### Teks Sumber
Penyair ini memiliki nama asli An-Nabighah Az-Zibyani Abu Umamah Ziyad
bin Muawiyah. Namun, ia lebih terkenal dengan panggilan an-Nabighah, yang
berarti seorang yang pandai berpuisi, karena memang sejak muda ia pandai
berpuisi. An-Nabighah merupakan salah seorang tokoh penyair terkemuka Arab
Jahiliyyah dan juga menjabat sebagai dewan hakim dalam perlombaan puisi yang
diadakan di pasar Ukadz.
Penyair ini selalu berusaha mendekatkan dirinya kepada para pembesar dan
menjadikan puisinya sebagai alat yang paling ampuh untuk mendapatkan kedudukan
dan kekayaan. Oleh karena itulah ia kerapkali dihasut oleh lawannya.
An-Nabighah termasuk salah seorang pemimpin para bangsawan kabilah
Dzubyan, hanya saja karena usahanya mendapatkan harta melalui puisi, mengurangi
kemuliaannya. Hampir seluruh umurnya, ia habiskan di kalangan keluarga raja
Hira, sehingga raja Hira yang bernama Nu'man bin Mundzir sangat cinta
kepadanya, sehingga dalam suatu riwayat dikatakan bahwa penyair ini di kalangan
raja Hira selalu memakai bejana dari emas dan perak, dan hal itu menunjukkan
kedudukannya yang tinggi di sisi raja Hira. Hal itu berlangsung cukup lama,
sampai salah seorang saingannya memfitnahnya dan menghasut Nu'man, sehingga ia
marah dan merencanakan untuk membunuh An-Nabighah. Salah seorang pengawal
Nu'man secara diam-diam menyampaikan berita tersebut, sehingga An-Nabighah pun
segera melarikan diri dan meminta perlindungan kepada raja-raja Ghossan yang
menjadi saingan raja-raja Manadzirah dalam memperebutkan penguasaan atas bangsa
Arab.

### Kutipan Sumber
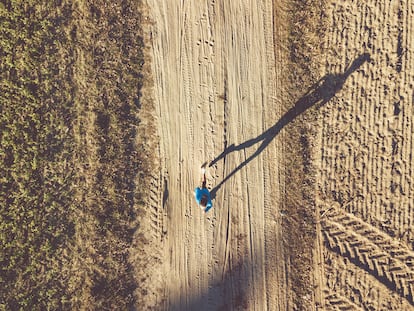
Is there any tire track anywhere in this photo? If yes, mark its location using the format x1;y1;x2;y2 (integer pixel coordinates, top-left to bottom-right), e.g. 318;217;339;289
324;290;363;311
322;219;414;304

### Persyaratan 1
Sebutkan semua peran atau kedudukan An-Nabighah yang dinyatakan dalam teks tentang An-Nabighah.
### Persyaratan 2
Tuliskan kembali bagian teks tentang An-Nabighah yang diawali dengan kata-kata yang memuat "Penyair ini selalu" dan diakhiri dengan "dihasut oleh lawannya.".

### Jawaban Akhir 1
- Salah seorang tokoh penyair terkemuka Arab Jahiliyyah
- Dewan hakim dalam perlombaan puisi yang diadakan di pasar Ukadz
- Salah seorang pemimpin para bangsawan kabilah Dzubyan

### Jawaban Akhir 2
Penyair ini selalu berusaha mendekatkan dirinya kepada para pembesar dan
menjadikan puisinya sebagai alat yang paling ampuh untuk mendapatkan kedudukan
dan kekayaan. Oleh karena itulah ia kerapkali dihasut oleh lawannya.